--- Kutipan Terpilih ---

Achmad Albar, Magnet God Bless
Pentas sepanggung dengan Deep Purple pada 1975 di Jakarta menjadi puncak penampilan God Bless sepanjang tahun. Mungkin sampai sekarang ketika God Bless berusia 48 tahun.
Suasana di Indonesia saat Deep Purple manggung di Stadion Utama Gelora Senayan (sekarang Stadion Utama Gelora Bung Karno) di Jakarta pada 4-5 Desember 1975 sebenarnya tengah genting jelang pergolakan politik di Timor Timur (sekarang Timor Leste). Operasi Seroja, yang oleh kalangan internasional disebut sebagai invasi militer Indonesia ke Timor Timur, baru dimulai 7 Desember 1975. Tidak heran jika pengamanan di panggung konser supergrup rock dari Inggris itu pun superketat, lengkap dengan anjing-anjing pelacak di sekitar panggung.
Di tengah situasi seperti itu, konser Deep Purple tetap punya magnitude tersendiri. Apalagi band pembuka yang dipilih ketika itu adalah God Bless, band rock lokal yang sedang naik daun. Tidak heran jika reportase tentang konser Deep Purple dan penampilan God Bless bisa bersaing dengan berita tentang gejolak di Timor Timur.
Saya menulis reportase konser Deep Purple di Kompas terbitan Senin 8 Desember 1975, bersaing keras pemuatannya dengan berita-berita situasi genting di Timor Timur. Namun, toh tulisan dimuat juga dengan dua foto besar.
Tak mau minder dengan supergrup, yang memasuki stadion dengan limusin, Achmad Albar, Ian Antono, Donny Fattah Gagola, Teddy Sujaya, dan Jockie Surjoprajogo juga memasuki lapangan Gelora Senayan berkendara mobil. Trek atletik serta lapangan rumput Gelora ditutup tripleks agar rumput lapangan sepak bola tak rusak. Tepuk tangan penonton di bagian sisi barat di belakang panggung pun menggelora menyambut God Bless.
God Bless membuka konser Deep Purple dengan empat lagu yang semuanya berbahasa Inggris. Mereka, antara lain, menyanyikan ”Keepin’ Time” milik grup Inggris, Trapeze, dan ”She Passed Away” karya God Bless sendiri. Dengan peralatan yang jauh lebih sederhana dari Deep Purple, mereka mendapat aplaus gempita dari puluhan ribu penonton.

--- Data yang Diberikan ---

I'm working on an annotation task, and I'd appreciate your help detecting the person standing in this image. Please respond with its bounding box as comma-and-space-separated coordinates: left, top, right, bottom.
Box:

---

> [Soal Latihan A]: Salin ulang bagian kutipan tentang God Bless antara "Tak mau minder" dan "puluhan ribu penonton.", termasuk kedua ujungnya.
> [Soal Latihan B]: Tuliskan nama setiap personel God Bless yang disebut dalam kutipan tentang konser itu.
> [Soal Latihan C]: Menurut kutipan tentang God Bless, apakah pernyataan berikut benar? Jawab ya atau tidak, sertakan kata-kata kutipan yang menentukan. (i) Operasi Seroja sudah berjalan sebelum konser Deep Purple digelar. (ii) Semua lagu yang dibawakan God Bless di konser itu berbahasa Inggris. (iii) Reportase konser di Kompas dimuat tanpa foto.
Baris-baris di atas diambil dari sumber yang berbeda dengan kutipan.

> [Jawaban A]:
Tak mau minder dengan supergrup, yang memasuki stadion dengan limusin, Achmad Albar, Ian Antono, Donny Fattah Gagola, Teddy Sujaya, dan Jockie Surjoprajogo juga memasuki lapangan Gelora Senayan berkendara mobil. Trek atletik serta lapangan rumput Gelora ditutup tripleks agar rumput lapangan sepak bola tak rusak. Tepuk tangan penonton di bagian sisi barat di belakang panggung pun menggelora menyambut God Bless.
God Bless membuka konser Deep Purple dengan empat lagu yang semuanya berbahasa Inggris. Mereka, antara lain, menyanyikan ”Keepin’ Time” milik grup Inggris, Trapeze, dan ”She Passed Away” karya God Bless sendiri. Dengan peralatan yang jauh lebih sederhana dari Deep Purple, mereka mendapat aplaus gempita dari puluhan ribu penonton.

> [Jawaban B]: Achmad Albar, Ian Antono, Donny Fattah Gagola, Teddy Sujaya, Jockie Surjoprajogo

> [Jawaban C]:
(i) Tidak: "baru dimulai 7 Desember 1975"
(ii) Ya: "empat lagu yang semuanya berbahasa Inggris"
(iii) Tidak: "tulisan dimuat juga dengan dua foto besar"